* Prompt: Swap every "rough mask" in the listing below for "coarse mask", keeping all other text the same.

──────── Supplied material ────────

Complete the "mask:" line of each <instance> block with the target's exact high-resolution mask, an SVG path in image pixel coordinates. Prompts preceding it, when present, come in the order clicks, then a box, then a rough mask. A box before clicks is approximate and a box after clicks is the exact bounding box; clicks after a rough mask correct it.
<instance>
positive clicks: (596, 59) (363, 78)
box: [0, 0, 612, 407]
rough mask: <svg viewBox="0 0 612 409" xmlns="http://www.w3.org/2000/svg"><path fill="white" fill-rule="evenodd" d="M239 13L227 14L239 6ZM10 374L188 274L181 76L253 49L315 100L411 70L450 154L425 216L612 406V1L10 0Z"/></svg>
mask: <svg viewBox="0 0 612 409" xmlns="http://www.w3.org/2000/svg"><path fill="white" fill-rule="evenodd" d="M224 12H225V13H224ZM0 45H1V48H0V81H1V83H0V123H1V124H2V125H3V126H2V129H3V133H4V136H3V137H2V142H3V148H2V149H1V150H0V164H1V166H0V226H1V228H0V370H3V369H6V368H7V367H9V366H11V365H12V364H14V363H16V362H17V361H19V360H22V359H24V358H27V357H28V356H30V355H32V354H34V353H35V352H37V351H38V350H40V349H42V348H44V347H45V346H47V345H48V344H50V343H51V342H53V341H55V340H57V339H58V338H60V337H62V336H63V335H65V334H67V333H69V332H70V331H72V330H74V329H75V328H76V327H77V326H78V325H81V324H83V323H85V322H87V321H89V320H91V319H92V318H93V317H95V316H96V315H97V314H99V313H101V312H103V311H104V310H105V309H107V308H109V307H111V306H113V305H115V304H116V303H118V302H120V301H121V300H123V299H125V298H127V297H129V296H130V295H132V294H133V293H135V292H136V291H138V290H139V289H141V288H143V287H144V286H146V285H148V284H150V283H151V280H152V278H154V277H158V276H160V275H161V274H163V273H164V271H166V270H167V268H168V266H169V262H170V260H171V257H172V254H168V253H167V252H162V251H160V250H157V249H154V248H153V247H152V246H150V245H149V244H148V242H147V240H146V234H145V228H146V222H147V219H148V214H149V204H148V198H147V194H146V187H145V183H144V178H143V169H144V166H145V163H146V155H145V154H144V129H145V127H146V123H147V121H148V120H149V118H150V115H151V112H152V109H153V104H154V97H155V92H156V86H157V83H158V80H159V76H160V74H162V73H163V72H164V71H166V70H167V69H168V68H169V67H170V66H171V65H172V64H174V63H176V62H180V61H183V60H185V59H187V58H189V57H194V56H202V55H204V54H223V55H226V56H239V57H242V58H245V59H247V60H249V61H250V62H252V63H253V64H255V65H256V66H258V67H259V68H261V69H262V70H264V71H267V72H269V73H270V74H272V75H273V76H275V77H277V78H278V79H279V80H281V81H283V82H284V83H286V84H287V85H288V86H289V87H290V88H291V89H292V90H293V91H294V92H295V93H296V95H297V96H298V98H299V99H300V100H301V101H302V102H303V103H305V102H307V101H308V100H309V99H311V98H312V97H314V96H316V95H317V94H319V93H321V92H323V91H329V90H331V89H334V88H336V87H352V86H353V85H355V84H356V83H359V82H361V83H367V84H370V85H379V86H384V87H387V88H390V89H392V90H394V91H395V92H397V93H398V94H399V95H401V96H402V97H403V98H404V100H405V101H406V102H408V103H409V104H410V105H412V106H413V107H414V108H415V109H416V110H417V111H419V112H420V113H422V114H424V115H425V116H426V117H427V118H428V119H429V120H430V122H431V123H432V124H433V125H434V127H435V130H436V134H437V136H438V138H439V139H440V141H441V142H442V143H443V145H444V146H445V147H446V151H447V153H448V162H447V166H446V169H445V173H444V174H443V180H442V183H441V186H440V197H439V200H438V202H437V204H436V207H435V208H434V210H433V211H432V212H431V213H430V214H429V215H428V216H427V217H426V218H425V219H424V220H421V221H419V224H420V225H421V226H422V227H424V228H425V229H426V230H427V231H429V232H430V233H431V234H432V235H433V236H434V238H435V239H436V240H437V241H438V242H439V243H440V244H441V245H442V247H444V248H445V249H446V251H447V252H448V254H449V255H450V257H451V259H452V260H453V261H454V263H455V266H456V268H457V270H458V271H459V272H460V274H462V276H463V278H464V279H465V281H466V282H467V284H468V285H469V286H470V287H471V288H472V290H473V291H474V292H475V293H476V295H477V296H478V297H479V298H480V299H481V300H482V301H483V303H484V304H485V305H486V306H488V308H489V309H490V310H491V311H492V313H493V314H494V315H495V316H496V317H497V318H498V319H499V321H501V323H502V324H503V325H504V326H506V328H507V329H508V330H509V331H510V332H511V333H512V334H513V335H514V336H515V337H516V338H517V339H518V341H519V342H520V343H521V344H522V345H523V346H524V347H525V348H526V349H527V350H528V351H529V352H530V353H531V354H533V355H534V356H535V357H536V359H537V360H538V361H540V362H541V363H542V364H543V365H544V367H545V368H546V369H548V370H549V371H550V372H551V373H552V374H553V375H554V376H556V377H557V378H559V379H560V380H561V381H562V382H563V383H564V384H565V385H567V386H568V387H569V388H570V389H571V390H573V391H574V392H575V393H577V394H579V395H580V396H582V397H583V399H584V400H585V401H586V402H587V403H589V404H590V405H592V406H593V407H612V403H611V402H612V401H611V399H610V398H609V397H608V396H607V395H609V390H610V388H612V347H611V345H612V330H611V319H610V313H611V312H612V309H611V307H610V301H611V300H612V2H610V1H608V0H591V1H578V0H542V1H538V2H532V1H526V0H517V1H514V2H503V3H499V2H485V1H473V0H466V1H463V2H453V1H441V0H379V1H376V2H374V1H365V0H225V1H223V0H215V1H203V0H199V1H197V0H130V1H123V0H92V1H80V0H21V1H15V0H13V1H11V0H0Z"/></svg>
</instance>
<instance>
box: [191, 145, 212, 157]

────────

* Output of the exercise:
Complete the "mask:" line of each <instance> block with the target's exact high-resolution mask, an SVG path in image pixel coordinates. Prompts preceding it, when present, come in the order clicks, then a box, then a coarse mask. A box before clicks is approximate and a box after clicks is the exact bounding box; clicks after a coarse mask correct it.
<instance>
positive clicks: (596, 59) (363, 78)
box: [0, 0, 612, 407]
coarse mask: <svg viewBox="0 0 612 409" xmlns="http://www.w3.org/2000/svg"><path fill="white" fill-rule="evenodd" d="M239 13L227 14L239 6ZM10 374L188 274L181 76L253 49L315 100L411 70L450 154L425 216L612 406V1L10 0Z"/></svg>
mask: <svg viewBox="0 0 612 409" xmlns="http://www.w3.org/2000/svg"><path fill="white" fill-rule="evenodd" d="M224 12H225V13H224ZM0 45H1V48H0V81H1V83H0V123H1V124H2V125H3V126H2V129H3V133H4V136H3V137H2V142H3V148H2V149H1V150H0V164H1V166H0V226H1V228H0V370H3V369H6V368H7V367H9V366H11V365H12V364H14V363H16V362H17V361H19V360H22V359H24V358H27V357H28V356H30V355H32V354H34V353H35V352H37V351H38V350H40V349H42V348H44V347H45V346H47V345H48V344H50V343H51V342H53V341H55V340H57V339H58V338H60V337H62V336H63V335H65V334H67V333H69V332H70V331H72V330H74V329H75V328H76V327H77V326H78V325H81V324H83V323H85V322H87V321H89V320H91V319H92V318H93V317H95V316H96V315H97V314H99V313H101V312H103V311H104V310H105V309H107V308H109V307H111V306H113V305H115V304H116V303H118V302H120V301H121V300H123V299H125V298H127V297H129V296H130V295H132V294H133V293H135V292H136V291H138V290H139V289H141V288H143V287H144V286H146V285H148V284H150V283H151V280H152V278H154V277H158V276H160V275H161V274H163V273H164V271H166V270H167V268H168V266H169V262H170V260H171V257H172V254H168V253H167V252H162V251H160V250H157V249H154V248H153V247H152V246H150V245H149V244H148V242H147V240H146V234H145V228H146V222H147V219H148V214H149V204H148V198H147V194H146V187H145V183H144V178H143V169H144V166H145V163H146V155H145V154H144V129H145V127H146V123H147V121H148V120H149V118H150V115H151V112H152V109H153V104H154V97H155V92H156V86H157V83H158V80H159V76H160V74H162V73H163V72H164V71H166V70H167V69H168V68H169V67H170V66H171V65H172V64H174V63H176V62H180V61H183V60H185V59H187V58H189V57H194V56H202V55H204V54H223V55H226V56H239V57H242V58H245V59H247V60H249V61H250V62H252V63H253V64H255V65H256V66H258V67H259V68H261V69H262V70H264V71H267V72H269V73H270V74H272V75H273V76H275V77H277V78H278V79H279V80H281V81H283V82H284V83H286V84H287V85H288V86H289V87H290V88H291V89H292V90H293V91H294V92H295V93H296V95H297V96H298V98H299V99H300V100H301V101H302V102H303V103H305V102H307V101H308V100H309V99H311V98H312V97H314V96H316V95H317V94H319V93H321V92H323V91H329V90H331V89H334V88H336V87H352V86H353V85H355V84H356V83H359V82H361V83H367V84H370V85H379V86H384V87H387V88H390V89H392V90H394V91H395V92H397V93H398V94H399V95H401V96H402V97H403V98H404V100H405V101H406V102H408V103H409V104H410V105H412V106H413V107H414V108H415V109H416V110H417V111H419V112H420V113H422V114H424V115H425V116H426V117H427V118H428V119H429V120H430V122H431V123H432V124H433V125H434V127H435V130H436V134H437V136H438V138H439V139H440V141H441V142H442V143H443V145H444V146H445V147H446V151H447V153H448V162H447V166H446V169H445V173H444V174H443V180H442V183H441V186H440V197H439V200H438V202H437V204H436V207H435V208H434V210H433V211H432V212H431V213H430V214H429V215H428V216H427V217H426V218H425V219H424V220H421V221H419V224H420V225H421V226H422V227H424V228H425V229H426V230H427V231H429V232H430V233H431V234H432V235H433V236H434V238H435V239H436V240H437V241H438V242H439V243H440V244H441V245H442V247H444V248H445V249H446V251H447V252H448V254H449V255H450V257H451V259H452V260H453V261H454V263H455V266H456V268H457V270H458V271H459V272H460V274H462V276H463V278H464V279H465V281H466V282H467V284H468V285H469V286H470V287H471V288H472V290H473V291H474V292H475V293H476V295H477V296H478V297H479V298H480V299H481V300H482V301H483V303H484V304H485V305H486V306H488V308H489V309H490V310H491V311H492V313H493V314H494V315H495V316H496V317H497V318H498V319H499V321H501V323H502V324H503V325H504V326H506V328H507V329H508V330H509V331H510V332H511V333H512V334H513V335H514V336H515V337H516V338H517V339H518V341H519V342H520V343H521V344H522V345H523V346H524V347H525V348H526V349H527V350H528V351H529V352H530V353H531V354H533V355H534V356H535V357H536V359H537V360H538V361H540V362H541V363H542V364H543V365H544V367H545V368H546V369H548V370H549V371H550V372H551V373H552V374H553V375H554V376H556V377H557V378H559V379H560V380H561V381H562V382H563V383H564V384H565V385H567V386H568V387H569V388H570V389H571V390H573V391H574V392H575V393H577V394H579V395H580V396H582V397H583V399H584V400H585V401H586V402H587V403H589V404H590V405H592V406H593V407H612V403H611V402H612V401H611V399H610V398H609V397H608V396H607V395H609V390H610V388H612V347H611V345H612V330H611V319H610V313H611V312H612V309H611V307H610V301H611V300H612V2H610V1H608V0H591V1H578V0H542V1H538V2H532V1H526V0H517V1H514V2H503V3H499V2H485V1H473V0H466V1H463V2H453V1H441V0H379V1H376V2H374V1H365V0H225V1H223V0H215V1H203V0H199V1H197V0H130V1H123V0H92V1H80V0H21V1H15V0H13V1H11V0H0Z"/></svg>
</instance>
<instance>
box: [191, 145, 212, 157]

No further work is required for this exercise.